▸ **Exercise brief**: Identify each line in the source records below that contains the string "gloved", matching case exactly, and copy those lines.

Source records:
<<<<

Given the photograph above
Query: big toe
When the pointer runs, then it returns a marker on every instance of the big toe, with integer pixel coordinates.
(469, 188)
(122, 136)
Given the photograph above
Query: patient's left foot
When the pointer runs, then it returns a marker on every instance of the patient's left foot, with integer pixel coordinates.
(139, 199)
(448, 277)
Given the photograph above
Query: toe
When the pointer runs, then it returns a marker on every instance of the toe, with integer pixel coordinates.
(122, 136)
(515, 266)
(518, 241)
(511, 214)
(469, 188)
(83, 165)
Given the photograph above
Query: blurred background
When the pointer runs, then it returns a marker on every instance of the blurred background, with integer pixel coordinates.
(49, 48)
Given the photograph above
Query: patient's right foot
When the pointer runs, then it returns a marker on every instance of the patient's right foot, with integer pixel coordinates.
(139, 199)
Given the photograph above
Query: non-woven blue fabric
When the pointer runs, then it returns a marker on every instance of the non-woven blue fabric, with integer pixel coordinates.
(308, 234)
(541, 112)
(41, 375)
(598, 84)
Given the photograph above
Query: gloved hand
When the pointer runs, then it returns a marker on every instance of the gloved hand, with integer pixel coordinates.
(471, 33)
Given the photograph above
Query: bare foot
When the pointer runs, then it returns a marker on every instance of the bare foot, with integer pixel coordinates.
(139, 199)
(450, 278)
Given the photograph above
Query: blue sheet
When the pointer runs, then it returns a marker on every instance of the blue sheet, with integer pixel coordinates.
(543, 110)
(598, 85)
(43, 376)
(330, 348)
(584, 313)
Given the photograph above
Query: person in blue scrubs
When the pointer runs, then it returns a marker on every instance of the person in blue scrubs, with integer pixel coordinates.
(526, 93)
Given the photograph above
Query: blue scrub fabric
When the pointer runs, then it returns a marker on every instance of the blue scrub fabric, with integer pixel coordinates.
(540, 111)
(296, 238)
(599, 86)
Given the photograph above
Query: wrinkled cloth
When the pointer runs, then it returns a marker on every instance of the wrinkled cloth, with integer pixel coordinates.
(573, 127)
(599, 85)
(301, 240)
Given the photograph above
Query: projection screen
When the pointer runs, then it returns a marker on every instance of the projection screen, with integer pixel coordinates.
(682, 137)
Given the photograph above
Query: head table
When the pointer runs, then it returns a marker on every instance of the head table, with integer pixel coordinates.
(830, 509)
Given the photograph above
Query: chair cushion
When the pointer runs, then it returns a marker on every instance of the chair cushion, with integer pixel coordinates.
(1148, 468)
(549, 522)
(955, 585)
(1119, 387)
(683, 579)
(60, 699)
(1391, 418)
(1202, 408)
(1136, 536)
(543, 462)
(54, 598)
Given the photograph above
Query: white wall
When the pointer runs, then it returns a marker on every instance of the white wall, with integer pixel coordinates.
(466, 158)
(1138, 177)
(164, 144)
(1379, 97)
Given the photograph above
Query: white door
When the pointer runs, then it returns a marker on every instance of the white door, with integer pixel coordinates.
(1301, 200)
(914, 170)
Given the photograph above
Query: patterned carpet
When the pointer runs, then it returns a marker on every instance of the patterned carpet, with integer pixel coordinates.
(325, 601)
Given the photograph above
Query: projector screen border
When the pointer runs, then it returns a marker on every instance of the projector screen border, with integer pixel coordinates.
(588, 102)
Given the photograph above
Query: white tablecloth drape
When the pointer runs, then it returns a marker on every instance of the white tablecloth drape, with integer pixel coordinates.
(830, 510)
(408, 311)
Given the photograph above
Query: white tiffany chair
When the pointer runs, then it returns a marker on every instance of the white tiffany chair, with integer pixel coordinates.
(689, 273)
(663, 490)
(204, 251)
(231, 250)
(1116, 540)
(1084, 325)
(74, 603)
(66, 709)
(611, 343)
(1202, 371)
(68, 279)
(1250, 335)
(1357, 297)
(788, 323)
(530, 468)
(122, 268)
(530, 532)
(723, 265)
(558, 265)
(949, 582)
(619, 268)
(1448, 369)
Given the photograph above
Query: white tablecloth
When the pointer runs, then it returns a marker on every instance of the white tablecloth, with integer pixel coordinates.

>>>>

▸ **Exercise output**:
Query: gloved hand
When the pointer runs, then it returns a marker on every instance of the gloved hand, with integer pixel coordinates.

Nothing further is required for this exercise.